(Object point labels)
········

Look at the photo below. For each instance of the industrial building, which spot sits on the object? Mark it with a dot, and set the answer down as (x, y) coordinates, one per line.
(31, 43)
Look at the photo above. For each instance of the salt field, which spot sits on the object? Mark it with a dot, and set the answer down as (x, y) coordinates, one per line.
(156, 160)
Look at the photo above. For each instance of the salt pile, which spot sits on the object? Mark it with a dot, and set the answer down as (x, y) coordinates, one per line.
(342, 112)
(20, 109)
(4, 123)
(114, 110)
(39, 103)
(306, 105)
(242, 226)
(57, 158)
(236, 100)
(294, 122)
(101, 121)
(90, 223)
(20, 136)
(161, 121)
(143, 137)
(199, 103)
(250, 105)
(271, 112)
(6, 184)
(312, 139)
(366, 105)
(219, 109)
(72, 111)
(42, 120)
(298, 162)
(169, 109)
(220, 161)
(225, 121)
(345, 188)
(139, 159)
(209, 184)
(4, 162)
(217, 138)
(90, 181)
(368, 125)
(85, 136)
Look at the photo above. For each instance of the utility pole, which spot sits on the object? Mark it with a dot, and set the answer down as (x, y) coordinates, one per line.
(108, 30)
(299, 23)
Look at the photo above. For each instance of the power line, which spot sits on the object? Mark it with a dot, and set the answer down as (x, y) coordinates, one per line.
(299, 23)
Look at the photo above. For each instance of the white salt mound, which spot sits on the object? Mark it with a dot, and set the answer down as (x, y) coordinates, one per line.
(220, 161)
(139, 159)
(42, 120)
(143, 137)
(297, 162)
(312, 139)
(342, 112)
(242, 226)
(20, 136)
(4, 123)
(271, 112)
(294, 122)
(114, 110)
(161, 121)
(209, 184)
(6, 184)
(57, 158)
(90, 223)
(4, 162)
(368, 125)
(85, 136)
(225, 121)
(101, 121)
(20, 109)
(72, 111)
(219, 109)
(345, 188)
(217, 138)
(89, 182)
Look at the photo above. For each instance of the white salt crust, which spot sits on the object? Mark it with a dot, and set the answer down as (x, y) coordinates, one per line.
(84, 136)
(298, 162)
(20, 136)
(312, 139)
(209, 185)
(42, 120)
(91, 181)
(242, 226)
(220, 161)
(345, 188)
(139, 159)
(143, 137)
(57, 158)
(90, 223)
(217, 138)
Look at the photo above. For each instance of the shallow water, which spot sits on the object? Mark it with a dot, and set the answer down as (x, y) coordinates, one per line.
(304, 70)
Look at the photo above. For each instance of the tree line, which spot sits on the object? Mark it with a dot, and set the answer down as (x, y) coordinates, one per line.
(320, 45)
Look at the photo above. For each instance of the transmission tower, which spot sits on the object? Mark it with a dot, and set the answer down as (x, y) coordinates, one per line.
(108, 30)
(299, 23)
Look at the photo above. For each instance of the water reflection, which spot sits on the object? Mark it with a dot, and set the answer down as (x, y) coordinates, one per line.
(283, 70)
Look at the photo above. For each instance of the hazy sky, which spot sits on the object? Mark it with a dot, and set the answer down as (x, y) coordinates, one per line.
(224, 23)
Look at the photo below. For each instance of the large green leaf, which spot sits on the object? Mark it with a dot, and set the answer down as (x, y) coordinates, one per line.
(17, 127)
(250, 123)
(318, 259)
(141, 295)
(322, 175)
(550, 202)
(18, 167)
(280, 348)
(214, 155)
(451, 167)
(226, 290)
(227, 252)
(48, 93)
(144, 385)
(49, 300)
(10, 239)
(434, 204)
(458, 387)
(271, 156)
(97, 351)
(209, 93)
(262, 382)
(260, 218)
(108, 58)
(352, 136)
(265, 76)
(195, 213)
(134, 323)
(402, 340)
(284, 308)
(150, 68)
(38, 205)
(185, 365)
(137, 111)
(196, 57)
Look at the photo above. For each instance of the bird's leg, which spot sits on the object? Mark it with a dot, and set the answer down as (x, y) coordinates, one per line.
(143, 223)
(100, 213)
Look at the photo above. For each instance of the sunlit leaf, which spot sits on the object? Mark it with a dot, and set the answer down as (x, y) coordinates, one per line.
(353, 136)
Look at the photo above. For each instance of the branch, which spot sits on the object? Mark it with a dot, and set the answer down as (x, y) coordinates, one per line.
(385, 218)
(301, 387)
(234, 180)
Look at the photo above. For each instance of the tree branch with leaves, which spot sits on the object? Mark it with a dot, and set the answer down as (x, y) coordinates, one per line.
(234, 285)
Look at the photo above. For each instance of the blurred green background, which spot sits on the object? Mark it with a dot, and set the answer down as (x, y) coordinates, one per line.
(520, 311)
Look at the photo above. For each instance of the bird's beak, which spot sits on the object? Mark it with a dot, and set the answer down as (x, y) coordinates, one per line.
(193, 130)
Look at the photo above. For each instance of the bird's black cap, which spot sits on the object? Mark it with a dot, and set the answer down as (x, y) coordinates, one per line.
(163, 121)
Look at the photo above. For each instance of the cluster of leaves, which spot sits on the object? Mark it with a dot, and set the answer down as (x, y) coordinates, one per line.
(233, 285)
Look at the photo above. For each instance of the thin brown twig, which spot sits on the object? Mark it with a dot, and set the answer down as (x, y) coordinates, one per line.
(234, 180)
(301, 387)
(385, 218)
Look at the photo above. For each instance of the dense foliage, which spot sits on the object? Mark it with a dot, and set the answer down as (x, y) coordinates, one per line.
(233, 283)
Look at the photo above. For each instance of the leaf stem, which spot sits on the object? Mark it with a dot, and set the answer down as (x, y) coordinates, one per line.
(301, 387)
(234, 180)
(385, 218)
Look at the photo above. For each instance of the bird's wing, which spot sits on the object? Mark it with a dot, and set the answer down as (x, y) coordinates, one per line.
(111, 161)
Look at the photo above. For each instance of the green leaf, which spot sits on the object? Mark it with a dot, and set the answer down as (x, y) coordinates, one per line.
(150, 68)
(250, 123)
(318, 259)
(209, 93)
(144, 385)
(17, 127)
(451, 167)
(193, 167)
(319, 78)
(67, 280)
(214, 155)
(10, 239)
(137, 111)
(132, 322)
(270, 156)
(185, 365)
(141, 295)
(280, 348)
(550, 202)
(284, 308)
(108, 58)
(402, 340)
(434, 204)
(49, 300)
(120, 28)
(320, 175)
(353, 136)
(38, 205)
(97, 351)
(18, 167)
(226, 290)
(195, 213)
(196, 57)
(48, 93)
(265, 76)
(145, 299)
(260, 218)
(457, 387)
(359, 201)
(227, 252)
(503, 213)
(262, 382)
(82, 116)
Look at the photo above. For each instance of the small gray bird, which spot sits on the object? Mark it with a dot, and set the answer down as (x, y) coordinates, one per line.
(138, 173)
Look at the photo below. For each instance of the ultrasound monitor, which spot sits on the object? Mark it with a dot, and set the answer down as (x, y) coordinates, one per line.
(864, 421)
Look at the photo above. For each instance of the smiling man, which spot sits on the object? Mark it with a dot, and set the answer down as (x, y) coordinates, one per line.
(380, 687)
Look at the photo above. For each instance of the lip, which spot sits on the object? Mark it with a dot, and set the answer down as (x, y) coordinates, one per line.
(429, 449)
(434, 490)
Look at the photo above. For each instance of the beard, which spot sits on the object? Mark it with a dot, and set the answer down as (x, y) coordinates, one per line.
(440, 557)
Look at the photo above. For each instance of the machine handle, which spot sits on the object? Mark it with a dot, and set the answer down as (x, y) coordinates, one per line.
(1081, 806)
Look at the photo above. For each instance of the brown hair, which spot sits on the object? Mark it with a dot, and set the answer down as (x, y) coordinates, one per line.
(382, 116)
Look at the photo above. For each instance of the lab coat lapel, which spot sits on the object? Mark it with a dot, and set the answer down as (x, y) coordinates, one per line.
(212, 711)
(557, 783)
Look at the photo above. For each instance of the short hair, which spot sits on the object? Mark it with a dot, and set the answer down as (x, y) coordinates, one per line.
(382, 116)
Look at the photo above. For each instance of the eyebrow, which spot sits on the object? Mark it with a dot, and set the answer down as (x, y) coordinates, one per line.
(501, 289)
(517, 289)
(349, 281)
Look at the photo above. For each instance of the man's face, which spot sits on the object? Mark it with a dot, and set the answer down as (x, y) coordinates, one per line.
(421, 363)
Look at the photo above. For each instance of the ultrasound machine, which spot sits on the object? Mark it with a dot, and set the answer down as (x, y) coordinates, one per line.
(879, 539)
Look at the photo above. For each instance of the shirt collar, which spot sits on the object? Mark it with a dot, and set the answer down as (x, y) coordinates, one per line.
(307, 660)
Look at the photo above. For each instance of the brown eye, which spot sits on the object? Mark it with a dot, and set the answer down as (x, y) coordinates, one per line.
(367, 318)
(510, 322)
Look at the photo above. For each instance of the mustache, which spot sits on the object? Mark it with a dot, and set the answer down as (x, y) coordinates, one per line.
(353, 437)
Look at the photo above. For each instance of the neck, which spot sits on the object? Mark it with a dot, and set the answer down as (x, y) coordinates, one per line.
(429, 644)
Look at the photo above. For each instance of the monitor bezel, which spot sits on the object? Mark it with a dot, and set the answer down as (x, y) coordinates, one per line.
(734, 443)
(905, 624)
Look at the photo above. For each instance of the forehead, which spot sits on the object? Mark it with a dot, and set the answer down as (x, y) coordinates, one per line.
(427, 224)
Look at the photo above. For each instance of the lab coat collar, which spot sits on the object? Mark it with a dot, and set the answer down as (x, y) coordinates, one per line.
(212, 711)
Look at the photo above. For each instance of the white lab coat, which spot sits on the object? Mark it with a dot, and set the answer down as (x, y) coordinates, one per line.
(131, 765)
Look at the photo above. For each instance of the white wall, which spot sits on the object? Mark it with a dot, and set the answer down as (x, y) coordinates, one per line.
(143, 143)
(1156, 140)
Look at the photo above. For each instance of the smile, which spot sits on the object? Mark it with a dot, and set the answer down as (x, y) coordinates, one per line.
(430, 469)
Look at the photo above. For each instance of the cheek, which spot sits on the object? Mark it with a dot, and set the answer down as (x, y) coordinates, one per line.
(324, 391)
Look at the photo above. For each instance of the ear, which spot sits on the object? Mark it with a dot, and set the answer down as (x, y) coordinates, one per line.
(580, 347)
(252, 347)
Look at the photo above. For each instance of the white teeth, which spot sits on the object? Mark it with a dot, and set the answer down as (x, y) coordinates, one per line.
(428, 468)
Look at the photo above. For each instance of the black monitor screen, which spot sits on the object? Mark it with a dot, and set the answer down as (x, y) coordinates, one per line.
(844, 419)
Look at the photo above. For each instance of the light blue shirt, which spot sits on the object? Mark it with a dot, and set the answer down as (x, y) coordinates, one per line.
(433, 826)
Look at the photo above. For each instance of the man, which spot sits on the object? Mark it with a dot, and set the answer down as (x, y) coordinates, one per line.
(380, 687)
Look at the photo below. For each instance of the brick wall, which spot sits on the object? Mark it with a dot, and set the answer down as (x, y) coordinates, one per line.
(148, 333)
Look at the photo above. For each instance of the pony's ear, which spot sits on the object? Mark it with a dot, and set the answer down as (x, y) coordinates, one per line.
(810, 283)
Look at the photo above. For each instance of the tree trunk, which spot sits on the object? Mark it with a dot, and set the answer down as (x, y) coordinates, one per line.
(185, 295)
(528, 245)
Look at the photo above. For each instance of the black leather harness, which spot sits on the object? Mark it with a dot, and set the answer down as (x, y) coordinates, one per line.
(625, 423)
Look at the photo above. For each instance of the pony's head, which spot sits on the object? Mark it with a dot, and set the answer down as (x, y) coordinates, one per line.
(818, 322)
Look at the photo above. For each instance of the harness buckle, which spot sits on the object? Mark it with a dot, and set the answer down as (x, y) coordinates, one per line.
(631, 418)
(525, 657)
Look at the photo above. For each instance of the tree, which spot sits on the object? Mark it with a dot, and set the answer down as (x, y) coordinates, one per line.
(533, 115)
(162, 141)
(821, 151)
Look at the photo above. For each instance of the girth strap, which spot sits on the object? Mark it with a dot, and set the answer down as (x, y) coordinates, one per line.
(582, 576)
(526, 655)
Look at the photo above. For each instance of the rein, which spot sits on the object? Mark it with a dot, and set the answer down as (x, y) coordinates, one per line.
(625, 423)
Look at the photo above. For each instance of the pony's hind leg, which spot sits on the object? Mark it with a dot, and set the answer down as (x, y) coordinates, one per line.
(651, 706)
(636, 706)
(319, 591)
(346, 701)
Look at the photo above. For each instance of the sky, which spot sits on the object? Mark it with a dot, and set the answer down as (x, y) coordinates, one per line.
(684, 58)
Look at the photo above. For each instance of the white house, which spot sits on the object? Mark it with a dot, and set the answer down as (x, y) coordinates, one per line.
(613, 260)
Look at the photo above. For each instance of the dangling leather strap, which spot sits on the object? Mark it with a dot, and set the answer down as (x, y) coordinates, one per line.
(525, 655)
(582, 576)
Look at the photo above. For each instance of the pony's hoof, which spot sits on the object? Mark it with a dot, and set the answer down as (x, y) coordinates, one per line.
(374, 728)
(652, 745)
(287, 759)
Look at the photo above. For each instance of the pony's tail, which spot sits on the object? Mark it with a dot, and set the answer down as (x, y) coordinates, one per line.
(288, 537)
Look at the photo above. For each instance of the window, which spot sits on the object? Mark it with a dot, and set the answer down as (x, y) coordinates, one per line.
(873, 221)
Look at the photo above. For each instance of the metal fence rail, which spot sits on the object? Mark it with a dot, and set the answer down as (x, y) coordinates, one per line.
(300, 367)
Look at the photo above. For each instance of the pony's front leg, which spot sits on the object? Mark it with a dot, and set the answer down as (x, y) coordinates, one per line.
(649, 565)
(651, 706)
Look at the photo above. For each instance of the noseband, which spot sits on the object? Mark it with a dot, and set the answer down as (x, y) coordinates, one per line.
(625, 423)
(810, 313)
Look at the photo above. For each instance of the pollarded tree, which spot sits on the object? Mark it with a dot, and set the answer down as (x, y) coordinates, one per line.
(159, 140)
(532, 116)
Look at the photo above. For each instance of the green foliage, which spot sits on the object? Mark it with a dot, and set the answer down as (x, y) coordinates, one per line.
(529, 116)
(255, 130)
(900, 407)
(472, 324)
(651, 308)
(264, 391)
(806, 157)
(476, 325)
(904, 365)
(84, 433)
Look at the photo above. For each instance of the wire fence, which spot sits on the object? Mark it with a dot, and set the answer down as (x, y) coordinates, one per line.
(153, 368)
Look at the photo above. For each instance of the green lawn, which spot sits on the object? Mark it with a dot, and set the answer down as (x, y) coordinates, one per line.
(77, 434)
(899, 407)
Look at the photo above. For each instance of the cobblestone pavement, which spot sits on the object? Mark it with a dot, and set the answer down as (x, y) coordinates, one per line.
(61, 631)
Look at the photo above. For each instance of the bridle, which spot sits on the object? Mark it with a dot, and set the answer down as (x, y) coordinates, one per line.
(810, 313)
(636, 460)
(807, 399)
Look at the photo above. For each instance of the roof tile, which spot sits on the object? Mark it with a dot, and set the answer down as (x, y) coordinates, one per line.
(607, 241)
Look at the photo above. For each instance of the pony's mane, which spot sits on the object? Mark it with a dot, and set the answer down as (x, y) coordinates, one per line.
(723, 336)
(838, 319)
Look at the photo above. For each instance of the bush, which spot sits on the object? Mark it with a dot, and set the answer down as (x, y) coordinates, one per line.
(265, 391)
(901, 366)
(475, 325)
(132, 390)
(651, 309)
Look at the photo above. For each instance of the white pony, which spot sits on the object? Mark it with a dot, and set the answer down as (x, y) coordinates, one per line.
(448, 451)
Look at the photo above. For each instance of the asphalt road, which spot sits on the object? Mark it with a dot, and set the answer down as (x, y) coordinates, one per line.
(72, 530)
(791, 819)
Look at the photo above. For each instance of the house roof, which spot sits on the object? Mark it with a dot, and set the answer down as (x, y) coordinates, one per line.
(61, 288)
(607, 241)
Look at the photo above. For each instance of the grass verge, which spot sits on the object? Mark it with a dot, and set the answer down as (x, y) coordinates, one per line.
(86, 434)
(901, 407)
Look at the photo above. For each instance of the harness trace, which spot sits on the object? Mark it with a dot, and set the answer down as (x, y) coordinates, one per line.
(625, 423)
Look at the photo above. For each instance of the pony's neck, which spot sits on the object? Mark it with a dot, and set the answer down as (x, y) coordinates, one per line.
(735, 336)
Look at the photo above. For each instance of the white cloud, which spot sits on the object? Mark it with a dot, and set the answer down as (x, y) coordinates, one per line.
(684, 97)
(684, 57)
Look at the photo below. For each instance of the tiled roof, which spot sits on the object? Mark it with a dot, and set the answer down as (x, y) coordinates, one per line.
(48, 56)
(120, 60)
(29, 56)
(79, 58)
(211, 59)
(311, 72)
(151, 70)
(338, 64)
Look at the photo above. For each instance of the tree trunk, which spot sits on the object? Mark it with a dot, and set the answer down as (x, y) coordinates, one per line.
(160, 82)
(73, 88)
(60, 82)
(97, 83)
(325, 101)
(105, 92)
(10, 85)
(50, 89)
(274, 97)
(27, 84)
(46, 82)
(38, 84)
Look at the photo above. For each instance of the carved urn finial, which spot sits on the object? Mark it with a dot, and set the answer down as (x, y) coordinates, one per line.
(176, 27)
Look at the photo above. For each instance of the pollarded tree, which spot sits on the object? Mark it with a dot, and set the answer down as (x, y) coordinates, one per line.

········

● **What to produce**: Set out exactly the run of lines that begins at the line holding "Look at the photo above. For each instance of the grass" and ends at the last line of the data.

● **Reply**:
Look at the photo above. For each instance of the grass verge, which spot sits on the object? Mark it with a dot, and set the answer down as (x, y) coordinates, one per line.
(86, 434)
(901, 407)
Look at the photo above. For each instance of the harness trace, which spot sits on the object? Mark it with a dot, and set the answer down as (x, y) coordinates, one per line.
(625, 423)
Look at the photo above. For each instance of the pony's neck, which spot sits on the object? Mark it with a dot, and set the answer down as (x, y) coordinates, one per line.
(735, 336)
Look at the photo above. For each instance of the white cloud, which spot sits on the object? Mark it with a dot, and set the answer down as (x, y) coordinates, one per line.
(684, 97)
(684, 57)
Look at the photo below. For each instance of the tiled roof, which spot sits on the object? Mark it with a dot, and set the answer down as (x, y) coordinates, one per line.
(48, 56)
(120, 60)
(29, 56)
(79, 58)
(211, 59)
(311, 72)
(151, 70)
(338, 64)
Look at the photo above. For each instance of the tree trunk, which spot sits on the object? Mark it with a dot, and set the answer down as (x, y) coordinates, one per line.
(160, 82)
(73, 88)
(60, 82)
(97, 83)
(325, 101)
(105, 92)
(10, 85)
(50, 89)
(274, 97)
(27, 84)
(46, 82)
(38, 84)
Look at the photo above. For each instance of the carved urn finial, which spot sits on the object? Mark it with a dot, and set the answer down as (x, y) coordinates, one per line.
(176, 27)
Look at the photo above. For each instance of the pollarded tree, which spot sits on the object? Mark it with a dot, and set the answer down as (x, y) coordinates, one per line.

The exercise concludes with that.